## BEGIN

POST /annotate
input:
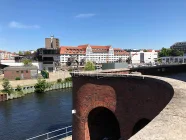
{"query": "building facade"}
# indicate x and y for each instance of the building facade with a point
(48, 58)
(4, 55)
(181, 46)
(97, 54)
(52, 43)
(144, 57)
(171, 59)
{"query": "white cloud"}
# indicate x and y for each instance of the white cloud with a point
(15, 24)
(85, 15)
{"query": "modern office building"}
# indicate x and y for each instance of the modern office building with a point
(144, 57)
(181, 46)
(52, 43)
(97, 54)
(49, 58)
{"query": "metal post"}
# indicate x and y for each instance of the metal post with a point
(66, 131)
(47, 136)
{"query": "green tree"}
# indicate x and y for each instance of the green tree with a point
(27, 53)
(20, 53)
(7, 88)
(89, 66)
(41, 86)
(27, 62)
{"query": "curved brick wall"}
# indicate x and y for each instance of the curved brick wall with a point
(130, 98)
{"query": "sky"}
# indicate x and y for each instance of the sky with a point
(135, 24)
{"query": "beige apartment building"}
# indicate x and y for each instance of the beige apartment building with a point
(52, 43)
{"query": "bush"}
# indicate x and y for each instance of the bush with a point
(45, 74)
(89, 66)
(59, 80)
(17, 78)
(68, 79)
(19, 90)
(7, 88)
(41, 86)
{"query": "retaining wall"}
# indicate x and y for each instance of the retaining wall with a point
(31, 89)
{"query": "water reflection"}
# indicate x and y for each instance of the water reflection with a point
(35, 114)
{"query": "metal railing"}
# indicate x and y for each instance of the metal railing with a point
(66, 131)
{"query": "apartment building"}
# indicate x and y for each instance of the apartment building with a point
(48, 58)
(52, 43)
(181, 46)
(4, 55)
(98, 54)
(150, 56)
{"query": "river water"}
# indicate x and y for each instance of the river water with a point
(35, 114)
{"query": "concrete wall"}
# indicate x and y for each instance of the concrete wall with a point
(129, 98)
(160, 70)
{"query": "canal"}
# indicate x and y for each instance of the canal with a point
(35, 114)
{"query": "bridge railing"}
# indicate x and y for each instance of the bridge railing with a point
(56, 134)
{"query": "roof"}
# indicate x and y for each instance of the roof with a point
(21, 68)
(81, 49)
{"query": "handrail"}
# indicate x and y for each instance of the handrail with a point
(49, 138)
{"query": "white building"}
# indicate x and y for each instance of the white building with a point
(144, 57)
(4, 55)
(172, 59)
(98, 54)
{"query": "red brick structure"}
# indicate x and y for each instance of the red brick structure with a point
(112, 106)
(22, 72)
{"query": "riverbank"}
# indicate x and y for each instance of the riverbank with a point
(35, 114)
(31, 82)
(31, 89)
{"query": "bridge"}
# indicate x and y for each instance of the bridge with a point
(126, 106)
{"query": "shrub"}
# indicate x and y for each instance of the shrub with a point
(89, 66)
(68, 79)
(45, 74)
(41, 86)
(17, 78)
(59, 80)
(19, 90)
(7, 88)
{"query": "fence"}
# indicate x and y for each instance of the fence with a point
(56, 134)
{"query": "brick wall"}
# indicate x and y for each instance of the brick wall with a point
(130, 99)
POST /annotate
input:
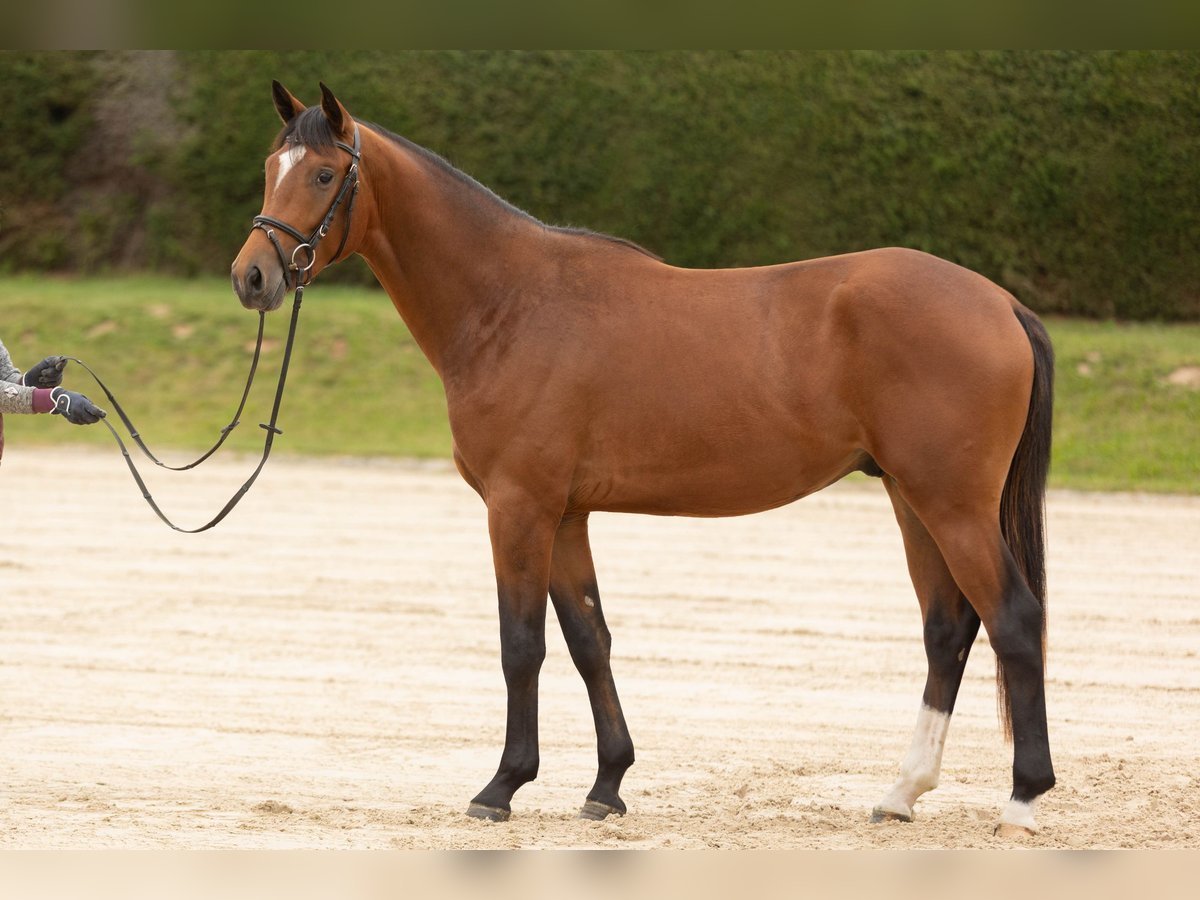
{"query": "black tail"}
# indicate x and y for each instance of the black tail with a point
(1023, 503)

## END
## BEGIN

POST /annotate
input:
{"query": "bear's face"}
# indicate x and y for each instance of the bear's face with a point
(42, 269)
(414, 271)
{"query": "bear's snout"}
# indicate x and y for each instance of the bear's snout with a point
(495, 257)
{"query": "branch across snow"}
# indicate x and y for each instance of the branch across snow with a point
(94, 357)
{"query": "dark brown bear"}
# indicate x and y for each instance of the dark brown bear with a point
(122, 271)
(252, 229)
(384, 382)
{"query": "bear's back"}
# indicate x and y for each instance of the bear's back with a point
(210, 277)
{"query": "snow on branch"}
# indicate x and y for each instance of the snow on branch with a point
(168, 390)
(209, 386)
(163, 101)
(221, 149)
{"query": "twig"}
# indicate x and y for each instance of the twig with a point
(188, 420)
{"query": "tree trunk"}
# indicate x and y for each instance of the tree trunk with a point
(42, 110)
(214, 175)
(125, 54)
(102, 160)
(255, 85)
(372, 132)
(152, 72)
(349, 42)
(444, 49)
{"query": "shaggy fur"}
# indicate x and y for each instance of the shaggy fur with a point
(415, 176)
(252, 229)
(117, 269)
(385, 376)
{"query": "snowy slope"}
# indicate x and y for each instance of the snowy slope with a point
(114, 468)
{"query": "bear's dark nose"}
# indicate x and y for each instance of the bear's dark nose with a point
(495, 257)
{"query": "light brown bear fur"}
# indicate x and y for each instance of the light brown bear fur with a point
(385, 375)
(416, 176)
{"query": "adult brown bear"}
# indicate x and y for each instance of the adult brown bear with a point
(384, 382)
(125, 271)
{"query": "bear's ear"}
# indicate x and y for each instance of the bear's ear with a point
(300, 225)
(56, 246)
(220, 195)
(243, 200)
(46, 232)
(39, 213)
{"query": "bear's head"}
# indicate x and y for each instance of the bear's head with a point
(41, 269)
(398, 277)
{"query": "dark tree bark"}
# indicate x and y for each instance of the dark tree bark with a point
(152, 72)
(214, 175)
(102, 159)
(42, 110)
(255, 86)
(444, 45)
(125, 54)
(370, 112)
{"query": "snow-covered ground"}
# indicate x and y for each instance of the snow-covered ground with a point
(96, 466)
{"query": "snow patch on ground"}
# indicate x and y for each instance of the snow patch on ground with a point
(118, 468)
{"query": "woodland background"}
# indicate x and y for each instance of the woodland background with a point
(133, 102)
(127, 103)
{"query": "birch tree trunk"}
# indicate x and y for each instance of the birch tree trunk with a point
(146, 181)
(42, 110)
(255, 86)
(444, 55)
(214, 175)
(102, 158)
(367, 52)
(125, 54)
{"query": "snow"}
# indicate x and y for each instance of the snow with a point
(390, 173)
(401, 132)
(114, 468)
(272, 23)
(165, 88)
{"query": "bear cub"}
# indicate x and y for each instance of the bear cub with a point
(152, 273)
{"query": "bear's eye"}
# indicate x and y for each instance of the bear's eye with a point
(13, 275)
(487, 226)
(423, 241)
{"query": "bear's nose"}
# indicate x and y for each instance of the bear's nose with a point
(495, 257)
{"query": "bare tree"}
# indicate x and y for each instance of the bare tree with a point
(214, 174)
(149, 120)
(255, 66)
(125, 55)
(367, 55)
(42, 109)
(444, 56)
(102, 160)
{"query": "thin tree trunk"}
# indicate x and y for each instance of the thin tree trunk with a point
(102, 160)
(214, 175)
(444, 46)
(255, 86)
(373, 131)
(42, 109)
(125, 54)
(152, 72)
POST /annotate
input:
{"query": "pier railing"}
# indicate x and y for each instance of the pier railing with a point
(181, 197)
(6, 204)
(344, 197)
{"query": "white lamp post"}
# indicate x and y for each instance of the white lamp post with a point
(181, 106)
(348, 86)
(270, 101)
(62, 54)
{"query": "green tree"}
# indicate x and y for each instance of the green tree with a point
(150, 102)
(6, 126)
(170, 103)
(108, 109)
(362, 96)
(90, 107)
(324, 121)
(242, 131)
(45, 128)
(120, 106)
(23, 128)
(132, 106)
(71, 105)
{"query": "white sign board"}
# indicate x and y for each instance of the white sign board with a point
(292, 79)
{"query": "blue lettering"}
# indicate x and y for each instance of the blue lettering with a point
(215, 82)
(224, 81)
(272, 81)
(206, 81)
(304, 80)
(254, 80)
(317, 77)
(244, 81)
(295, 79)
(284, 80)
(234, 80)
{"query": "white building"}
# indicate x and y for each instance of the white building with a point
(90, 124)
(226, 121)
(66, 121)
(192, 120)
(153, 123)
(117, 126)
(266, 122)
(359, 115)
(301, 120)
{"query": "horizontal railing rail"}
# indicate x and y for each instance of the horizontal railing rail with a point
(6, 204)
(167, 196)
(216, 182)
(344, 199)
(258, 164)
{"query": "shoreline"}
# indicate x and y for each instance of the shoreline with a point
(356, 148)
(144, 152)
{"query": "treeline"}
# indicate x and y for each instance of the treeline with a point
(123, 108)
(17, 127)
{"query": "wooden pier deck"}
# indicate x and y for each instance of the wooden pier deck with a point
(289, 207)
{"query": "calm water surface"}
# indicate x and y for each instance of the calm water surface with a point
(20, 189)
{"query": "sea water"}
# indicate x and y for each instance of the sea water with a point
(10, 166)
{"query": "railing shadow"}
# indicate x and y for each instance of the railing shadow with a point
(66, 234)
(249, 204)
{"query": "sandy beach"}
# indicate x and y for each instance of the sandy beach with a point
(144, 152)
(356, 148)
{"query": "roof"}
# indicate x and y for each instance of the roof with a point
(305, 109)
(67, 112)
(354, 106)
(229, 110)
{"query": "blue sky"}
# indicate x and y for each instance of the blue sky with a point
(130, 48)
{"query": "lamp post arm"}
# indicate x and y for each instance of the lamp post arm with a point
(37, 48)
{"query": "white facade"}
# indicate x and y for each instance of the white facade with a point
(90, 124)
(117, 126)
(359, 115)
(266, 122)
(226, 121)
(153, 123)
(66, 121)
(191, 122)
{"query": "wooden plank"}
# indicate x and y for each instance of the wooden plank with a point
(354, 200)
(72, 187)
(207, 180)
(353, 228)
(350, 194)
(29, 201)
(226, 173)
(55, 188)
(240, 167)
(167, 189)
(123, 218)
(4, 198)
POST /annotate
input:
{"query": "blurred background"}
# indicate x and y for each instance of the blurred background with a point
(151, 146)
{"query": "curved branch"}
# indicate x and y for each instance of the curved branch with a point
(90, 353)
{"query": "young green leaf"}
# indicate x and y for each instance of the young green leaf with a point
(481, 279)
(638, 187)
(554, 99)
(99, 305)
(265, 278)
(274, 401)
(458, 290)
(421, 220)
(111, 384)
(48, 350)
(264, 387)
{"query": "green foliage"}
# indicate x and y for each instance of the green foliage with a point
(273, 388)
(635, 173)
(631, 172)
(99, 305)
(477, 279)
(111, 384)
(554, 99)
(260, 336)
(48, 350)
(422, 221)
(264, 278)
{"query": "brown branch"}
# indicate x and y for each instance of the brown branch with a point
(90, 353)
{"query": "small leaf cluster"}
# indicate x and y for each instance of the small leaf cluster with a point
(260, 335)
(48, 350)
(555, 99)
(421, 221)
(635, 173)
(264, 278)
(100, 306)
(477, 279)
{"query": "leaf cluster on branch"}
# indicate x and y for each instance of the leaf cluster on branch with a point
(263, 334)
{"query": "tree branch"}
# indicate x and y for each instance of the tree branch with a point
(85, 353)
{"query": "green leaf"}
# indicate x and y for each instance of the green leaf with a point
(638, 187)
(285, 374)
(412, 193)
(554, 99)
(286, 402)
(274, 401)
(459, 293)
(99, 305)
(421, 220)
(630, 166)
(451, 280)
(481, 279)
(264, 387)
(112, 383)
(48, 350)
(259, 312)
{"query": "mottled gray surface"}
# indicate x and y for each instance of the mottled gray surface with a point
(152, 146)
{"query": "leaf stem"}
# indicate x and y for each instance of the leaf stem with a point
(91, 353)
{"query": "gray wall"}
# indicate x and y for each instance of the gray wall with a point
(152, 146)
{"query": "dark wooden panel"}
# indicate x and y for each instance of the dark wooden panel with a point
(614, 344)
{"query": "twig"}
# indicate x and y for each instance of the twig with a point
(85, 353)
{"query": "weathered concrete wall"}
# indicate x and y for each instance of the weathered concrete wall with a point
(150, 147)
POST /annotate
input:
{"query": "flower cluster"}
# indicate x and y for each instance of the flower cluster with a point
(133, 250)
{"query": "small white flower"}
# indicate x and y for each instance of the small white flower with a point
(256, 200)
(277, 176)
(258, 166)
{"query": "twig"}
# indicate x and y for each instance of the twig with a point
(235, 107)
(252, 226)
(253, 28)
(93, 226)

## END
## BEGIN

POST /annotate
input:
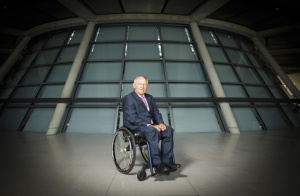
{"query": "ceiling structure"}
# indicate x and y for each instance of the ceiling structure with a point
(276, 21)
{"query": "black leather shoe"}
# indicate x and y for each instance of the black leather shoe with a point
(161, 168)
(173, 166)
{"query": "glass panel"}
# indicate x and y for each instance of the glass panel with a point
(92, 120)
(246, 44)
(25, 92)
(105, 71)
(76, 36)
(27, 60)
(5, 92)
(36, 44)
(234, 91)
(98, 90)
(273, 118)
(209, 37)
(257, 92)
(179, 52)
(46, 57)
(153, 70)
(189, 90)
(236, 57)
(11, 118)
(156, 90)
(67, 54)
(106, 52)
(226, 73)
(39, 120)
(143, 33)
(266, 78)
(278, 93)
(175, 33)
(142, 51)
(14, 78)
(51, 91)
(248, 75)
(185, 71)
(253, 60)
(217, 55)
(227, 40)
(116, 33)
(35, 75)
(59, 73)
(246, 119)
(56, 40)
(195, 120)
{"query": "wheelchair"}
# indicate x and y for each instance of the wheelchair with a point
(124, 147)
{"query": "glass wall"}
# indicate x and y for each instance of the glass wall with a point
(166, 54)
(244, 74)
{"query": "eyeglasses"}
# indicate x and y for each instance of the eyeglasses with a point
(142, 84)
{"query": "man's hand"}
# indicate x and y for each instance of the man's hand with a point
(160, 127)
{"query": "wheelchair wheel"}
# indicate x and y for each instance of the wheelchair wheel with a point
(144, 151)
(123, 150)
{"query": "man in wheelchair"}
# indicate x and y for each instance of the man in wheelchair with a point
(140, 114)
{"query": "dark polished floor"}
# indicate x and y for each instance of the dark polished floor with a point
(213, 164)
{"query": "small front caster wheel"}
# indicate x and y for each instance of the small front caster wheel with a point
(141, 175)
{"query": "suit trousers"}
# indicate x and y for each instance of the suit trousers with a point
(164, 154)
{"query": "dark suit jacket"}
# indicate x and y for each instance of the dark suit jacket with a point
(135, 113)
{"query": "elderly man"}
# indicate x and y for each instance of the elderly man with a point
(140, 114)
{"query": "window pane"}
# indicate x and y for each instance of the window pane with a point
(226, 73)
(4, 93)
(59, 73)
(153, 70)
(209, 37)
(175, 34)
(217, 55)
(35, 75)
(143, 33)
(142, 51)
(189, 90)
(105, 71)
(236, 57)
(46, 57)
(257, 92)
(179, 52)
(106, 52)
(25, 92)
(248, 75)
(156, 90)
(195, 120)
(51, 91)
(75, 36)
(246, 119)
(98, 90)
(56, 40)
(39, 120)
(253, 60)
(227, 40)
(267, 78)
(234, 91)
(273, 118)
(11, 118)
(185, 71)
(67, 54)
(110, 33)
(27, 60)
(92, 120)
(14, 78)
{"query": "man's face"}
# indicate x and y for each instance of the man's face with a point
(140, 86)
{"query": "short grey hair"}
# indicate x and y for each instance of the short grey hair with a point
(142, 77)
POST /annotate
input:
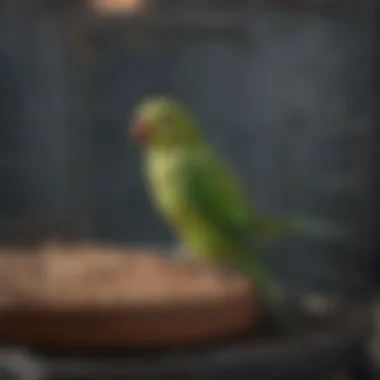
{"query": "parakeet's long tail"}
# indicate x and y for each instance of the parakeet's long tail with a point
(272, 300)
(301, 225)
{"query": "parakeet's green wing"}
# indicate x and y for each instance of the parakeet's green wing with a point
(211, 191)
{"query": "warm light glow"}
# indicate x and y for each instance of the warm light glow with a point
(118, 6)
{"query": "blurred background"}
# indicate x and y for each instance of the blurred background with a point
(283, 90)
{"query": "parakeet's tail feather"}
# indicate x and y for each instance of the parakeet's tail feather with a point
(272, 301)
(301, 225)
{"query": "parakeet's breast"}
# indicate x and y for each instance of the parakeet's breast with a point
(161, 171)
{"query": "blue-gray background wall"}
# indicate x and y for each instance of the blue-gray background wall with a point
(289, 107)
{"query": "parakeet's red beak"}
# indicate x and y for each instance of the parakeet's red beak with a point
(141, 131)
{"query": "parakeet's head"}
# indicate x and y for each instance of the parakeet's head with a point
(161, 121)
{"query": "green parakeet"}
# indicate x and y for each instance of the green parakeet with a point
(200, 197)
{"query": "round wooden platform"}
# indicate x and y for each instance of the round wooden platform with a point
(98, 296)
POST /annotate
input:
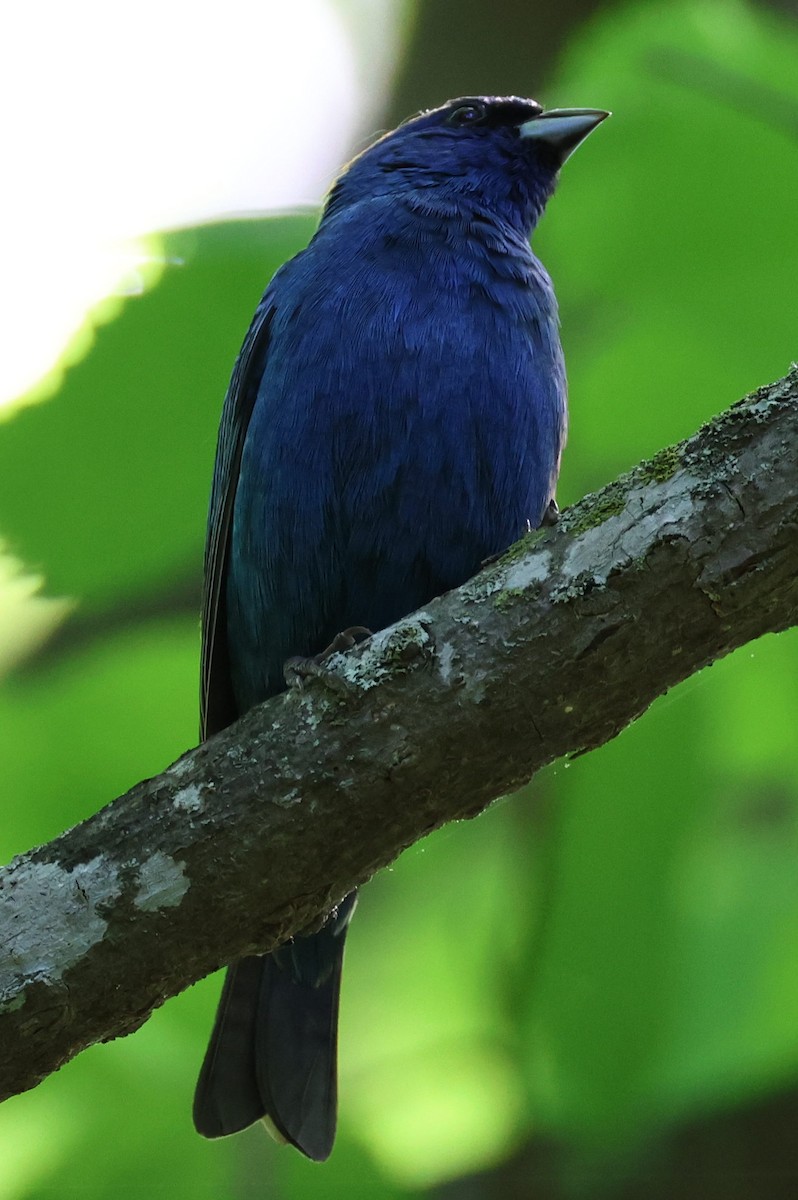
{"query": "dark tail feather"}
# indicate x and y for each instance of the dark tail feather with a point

## END

▶ [OBJECTIVE]:
Gather every line above that contains the word "blue" and copy each of those lines out.

▶ [TASK OUTPUT]:
{"query": "blue lettering"}
# indicate x and y for each instance of the blue lettering with a point
{"query": "blue sky"}
# indicate x and y for each instance of the blue sky with a point
{"query": "blue-gray background wall"}
# indicate x and y for each instance of the blue-gray background wall with a point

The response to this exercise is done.